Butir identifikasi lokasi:

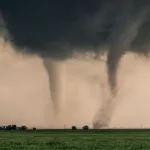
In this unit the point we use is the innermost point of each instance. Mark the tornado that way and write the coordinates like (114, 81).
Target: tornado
(57, 83)
(120, 40)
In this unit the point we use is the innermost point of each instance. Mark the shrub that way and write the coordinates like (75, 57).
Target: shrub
(34, 129)
(14, 127)
(24, 128)
(74, 128)
(85, 127)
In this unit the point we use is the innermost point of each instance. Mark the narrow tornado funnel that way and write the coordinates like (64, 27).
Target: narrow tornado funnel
(56, 72)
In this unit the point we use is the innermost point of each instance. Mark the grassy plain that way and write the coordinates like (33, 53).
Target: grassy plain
(75, 140)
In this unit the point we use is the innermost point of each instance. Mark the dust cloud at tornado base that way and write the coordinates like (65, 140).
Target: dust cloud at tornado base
(24, 91)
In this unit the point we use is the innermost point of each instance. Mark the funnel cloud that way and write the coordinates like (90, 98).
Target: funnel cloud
(55, 30)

**YANG HARUS DIKERJAKAN:**
Tolong ulangi seluruh daftar di atas persis sama baris demi baris, tanpa menyertakan gambarnya.

**JAWABAN LATIHAN:**
In this unit the point we use is the innermost point of each instance. Mark the tornado that way and write the coordinates like (114, 81).
Target: tornado
(57, 83)
(120, 40)
In this unit the point we use is the innermost point of each instance. Mark the shrub that way and write the coordinates like (75, 57).
Target: shrub
(34, 129)
(14, 127)
(24, 128)
(74, 128)
(85, 127)
In this unit the point we use is the innermost point of each instance. Mark the narrow tornado funnel that way and write the coordinates like (64, 27).
Target: narrow tornado funnel
(56, 72)
In this unit the point we use is the innermost point of each instance. Mark the grassy plain that way and write the coordinates like (33, 53).
Target: grassy plain
(75, 140)
In this unit the point we use is the innermost point of each instance. Mark the dust cloud at tornado base that way and write the coordinates like (65, 140).
Target: dust cloud at tornado base
(24, 91)
In this unit the point we use is the innermost point of each instance. Mark the funnel cloud that way and write the coordinates like (90, 98).
Target: funnel cloud
(55, 30)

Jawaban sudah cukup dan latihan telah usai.